WRITTEN TASK: List each line of the entries below that contains the string "bull", matching case exactly.

'''

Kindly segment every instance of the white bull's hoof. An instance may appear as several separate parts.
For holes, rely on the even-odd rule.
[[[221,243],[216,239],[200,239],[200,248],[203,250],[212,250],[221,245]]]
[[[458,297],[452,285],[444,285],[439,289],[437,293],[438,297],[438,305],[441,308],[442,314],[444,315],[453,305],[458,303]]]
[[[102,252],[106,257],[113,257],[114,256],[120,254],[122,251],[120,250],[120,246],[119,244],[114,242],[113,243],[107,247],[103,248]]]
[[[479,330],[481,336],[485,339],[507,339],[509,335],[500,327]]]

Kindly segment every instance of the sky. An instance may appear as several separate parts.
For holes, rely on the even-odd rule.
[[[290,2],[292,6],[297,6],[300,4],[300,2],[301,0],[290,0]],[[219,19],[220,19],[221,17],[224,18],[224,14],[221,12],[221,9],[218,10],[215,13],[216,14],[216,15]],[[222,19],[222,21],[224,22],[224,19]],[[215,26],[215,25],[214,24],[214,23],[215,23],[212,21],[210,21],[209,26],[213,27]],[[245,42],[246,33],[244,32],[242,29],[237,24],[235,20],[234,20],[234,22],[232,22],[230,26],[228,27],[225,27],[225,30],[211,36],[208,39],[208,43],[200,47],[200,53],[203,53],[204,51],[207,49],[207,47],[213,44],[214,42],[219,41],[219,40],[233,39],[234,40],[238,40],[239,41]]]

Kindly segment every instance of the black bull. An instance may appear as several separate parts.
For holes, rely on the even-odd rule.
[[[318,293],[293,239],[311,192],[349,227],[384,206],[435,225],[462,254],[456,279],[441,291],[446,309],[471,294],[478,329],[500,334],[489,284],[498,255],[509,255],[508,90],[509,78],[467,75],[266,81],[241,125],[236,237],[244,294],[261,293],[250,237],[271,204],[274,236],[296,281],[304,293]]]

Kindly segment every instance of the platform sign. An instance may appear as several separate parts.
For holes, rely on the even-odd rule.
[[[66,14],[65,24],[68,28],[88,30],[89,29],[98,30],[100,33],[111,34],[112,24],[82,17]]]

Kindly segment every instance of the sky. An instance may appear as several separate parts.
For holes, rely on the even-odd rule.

'''

PROBLEM SOLUTION:
Kindly segment every instance of the white bull's hoof. An instance may appear as several separate parts.
Kindly segment every instance of the black bull. An instance may appear as several separate parts.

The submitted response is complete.